• **What you need to do**: Count the lines in the material below that contain the string "forest". Give only the number.

[Rows of box annotation data]
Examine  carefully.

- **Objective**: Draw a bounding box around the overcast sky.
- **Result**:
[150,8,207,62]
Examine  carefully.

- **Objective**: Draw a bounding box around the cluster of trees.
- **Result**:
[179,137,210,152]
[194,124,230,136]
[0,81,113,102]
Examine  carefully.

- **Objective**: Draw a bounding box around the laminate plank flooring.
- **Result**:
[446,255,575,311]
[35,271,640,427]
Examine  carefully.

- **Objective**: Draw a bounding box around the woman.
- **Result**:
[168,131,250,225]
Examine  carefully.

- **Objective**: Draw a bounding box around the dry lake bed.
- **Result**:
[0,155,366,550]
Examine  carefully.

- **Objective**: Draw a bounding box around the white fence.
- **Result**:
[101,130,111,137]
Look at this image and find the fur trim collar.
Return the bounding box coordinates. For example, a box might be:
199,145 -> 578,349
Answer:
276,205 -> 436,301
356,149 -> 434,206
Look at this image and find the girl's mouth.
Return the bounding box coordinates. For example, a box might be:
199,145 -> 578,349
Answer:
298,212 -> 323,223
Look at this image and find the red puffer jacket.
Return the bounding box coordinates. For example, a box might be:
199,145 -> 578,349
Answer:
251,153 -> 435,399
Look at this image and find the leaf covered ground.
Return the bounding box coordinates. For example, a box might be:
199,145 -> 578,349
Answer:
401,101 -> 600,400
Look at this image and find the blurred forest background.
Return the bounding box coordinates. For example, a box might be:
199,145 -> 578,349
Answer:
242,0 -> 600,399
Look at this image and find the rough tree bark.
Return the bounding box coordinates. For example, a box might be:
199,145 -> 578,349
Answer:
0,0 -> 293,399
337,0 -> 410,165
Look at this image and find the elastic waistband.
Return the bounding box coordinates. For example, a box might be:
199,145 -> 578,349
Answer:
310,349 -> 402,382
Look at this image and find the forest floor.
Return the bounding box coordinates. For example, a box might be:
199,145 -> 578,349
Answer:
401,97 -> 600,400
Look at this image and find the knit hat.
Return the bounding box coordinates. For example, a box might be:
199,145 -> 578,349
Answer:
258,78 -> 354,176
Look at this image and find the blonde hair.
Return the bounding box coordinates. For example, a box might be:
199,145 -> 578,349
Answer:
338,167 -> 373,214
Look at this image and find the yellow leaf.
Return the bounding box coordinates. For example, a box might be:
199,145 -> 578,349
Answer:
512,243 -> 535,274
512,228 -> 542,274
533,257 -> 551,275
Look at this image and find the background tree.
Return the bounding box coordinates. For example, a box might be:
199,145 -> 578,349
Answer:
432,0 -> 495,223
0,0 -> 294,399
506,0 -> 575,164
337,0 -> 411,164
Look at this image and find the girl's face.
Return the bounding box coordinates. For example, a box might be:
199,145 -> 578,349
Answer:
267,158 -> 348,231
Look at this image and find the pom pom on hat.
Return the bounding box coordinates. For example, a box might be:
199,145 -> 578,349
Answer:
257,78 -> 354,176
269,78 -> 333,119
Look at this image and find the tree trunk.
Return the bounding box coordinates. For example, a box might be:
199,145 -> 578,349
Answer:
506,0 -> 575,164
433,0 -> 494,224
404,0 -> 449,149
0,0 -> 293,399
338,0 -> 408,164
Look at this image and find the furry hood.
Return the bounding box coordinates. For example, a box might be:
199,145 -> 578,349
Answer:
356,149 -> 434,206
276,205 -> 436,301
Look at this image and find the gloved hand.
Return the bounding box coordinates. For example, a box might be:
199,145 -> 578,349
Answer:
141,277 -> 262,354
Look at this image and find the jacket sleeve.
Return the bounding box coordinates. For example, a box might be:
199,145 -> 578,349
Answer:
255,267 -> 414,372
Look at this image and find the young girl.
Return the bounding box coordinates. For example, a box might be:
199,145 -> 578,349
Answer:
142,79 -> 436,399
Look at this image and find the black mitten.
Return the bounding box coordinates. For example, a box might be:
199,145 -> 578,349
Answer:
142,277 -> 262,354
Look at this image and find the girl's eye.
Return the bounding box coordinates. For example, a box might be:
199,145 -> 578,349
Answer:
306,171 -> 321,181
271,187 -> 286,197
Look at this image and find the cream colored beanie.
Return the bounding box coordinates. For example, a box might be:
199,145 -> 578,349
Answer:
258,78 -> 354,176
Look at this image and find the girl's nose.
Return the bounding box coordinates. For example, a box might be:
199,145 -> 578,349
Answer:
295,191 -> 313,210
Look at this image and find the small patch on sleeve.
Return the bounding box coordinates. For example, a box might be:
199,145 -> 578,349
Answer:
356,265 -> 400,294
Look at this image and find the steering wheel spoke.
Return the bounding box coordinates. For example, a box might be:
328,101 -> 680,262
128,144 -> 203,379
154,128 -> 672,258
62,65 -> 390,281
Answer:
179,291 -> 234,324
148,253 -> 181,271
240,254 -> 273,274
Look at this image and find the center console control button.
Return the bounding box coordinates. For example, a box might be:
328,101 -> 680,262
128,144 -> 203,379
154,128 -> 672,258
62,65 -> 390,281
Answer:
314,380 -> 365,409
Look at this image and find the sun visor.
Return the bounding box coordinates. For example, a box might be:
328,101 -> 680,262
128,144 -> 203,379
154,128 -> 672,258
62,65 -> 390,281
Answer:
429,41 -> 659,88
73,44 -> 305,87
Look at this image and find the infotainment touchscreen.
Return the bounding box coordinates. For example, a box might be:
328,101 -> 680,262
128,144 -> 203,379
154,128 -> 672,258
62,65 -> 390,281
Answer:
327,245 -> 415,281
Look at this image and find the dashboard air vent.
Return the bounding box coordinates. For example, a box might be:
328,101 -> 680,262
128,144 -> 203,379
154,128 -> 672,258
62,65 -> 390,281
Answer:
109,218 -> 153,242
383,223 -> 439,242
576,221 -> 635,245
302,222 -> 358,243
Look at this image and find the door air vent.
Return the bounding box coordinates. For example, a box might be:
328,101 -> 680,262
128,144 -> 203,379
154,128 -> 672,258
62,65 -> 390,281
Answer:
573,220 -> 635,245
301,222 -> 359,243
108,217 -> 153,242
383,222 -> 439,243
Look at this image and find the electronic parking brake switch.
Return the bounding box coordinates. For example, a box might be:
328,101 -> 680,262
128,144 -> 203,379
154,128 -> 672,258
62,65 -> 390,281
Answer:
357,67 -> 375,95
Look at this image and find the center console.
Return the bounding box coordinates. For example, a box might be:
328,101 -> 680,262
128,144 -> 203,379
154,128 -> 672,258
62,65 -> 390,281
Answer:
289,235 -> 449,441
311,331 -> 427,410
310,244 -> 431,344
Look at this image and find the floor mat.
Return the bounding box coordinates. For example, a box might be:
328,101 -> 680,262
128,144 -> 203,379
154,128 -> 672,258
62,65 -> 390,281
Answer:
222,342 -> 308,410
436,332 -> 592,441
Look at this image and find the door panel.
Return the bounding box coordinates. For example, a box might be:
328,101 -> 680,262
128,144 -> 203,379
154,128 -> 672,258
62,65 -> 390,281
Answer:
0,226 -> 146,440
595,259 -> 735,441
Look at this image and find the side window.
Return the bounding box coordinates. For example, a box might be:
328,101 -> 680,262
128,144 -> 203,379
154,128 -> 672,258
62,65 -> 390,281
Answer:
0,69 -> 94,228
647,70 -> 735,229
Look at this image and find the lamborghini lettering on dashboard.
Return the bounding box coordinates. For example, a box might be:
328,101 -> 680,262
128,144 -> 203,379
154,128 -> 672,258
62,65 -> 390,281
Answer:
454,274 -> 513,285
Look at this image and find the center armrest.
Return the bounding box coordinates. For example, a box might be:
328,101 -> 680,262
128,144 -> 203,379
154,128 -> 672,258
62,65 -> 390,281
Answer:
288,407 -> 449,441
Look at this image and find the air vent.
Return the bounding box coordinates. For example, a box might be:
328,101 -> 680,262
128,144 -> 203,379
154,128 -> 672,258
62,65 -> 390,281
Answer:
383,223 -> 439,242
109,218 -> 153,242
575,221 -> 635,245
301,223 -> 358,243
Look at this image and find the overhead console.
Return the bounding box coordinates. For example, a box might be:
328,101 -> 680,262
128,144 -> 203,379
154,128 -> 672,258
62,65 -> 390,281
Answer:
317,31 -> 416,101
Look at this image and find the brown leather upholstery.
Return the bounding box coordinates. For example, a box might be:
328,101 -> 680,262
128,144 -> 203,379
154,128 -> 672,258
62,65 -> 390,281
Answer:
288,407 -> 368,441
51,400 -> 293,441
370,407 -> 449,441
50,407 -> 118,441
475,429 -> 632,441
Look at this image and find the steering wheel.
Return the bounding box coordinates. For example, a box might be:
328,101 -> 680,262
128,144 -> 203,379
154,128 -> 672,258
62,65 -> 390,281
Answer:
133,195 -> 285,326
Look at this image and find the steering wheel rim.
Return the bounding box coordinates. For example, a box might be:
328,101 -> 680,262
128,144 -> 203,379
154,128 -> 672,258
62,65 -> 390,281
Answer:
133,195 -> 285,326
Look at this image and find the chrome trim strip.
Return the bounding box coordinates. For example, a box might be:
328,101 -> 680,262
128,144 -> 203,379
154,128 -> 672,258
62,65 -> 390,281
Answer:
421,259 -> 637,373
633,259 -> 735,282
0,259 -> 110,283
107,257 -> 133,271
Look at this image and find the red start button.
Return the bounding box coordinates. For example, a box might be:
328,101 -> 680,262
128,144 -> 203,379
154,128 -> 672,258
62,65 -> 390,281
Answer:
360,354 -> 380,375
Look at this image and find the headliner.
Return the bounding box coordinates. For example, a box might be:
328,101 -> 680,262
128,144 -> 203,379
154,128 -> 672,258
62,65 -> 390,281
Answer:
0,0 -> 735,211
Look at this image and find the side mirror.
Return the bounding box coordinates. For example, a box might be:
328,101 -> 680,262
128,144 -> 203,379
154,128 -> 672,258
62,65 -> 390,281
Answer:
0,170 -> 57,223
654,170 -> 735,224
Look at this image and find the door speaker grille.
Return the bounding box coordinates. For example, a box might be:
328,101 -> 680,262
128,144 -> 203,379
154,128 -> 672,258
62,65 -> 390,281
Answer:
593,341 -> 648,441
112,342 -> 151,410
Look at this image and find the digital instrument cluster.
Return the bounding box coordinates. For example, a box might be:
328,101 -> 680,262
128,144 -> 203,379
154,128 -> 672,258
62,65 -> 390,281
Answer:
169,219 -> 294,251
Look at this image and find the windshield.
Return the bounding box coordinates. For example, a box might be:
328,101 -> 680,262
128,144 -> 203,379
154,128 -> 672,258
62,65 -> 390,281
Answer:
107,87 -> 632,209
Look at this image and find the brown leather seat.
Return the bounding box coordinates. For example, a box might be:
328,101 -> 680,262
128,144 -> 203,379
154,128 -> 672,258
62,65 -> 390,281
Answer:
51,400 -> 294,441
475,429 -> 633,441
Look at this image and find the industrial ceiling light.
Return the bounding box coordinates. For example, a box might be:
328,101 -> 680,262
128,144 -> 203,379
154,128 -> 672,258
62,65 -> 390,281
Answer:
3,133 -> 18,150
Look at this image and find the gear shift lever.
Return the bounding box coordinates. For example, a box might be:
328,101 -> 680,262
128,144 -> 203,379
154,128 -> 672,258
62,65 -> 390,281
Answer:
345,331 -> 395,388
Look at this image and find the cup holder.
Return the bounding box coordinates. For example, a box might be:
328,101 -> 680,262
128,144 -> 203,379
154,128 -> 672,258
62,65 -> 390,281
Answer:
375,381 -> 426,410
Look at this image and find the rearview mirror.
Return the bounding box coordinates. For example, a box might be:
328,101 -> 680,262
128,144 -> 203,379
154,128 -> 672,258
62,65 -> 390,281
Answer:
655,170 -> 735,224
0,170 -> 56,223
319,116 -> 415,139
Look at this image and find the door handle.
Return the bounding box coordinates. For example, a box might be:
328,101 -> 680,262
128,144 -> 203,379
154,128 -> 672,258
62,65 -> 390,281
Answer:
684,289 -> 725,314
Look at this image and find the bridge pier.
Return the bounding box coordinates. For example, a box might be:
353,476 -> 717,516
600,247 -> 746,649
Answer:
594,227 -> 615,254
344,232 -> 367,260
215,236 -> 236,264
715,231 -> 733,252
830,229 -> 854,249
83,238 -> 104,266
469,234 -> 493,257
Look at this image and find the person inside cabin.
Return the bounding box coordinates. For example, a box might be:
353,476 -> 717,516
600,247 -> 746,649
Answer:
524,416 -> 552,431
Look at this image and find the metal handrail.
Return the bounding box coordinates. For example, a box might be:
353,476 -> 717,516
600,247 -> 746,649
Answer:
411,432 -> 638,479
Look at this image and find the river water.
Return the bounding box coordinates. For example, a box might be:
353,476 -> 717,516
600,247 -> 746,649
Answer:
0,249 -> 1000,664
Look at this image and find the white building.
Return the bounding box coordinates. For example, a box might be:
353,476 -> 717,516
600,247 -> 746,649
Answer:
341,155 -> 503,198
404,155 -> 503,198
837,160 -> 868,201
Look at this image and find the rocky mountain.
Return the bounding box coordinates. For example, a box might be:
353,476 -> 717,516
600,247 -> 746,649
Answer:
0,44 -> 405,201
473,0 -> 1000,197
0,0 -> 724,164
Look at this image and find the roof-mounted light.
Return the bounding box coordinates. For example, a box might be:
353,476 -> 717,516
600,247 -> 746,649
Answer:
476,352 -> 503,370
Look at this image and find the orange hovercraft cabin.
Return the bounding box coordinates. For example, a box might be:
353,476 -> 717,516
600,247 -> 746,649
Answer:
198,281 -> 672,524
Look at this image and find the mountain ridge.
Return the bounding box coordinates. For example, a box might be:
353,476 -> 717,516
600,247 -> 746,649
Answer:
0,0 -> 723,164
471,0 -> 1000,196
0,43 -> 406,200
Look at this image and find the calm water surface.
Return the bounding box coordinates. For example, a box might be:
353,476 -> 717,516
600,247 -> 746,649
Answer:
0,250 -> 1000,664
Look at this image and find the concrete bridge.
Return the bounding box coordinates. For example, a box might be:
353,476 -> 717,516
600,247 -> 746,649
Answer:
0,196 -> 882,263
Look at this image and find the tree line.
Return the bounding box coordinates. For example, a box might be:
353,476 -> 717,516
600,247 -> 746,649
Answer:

• **Task solution**: 2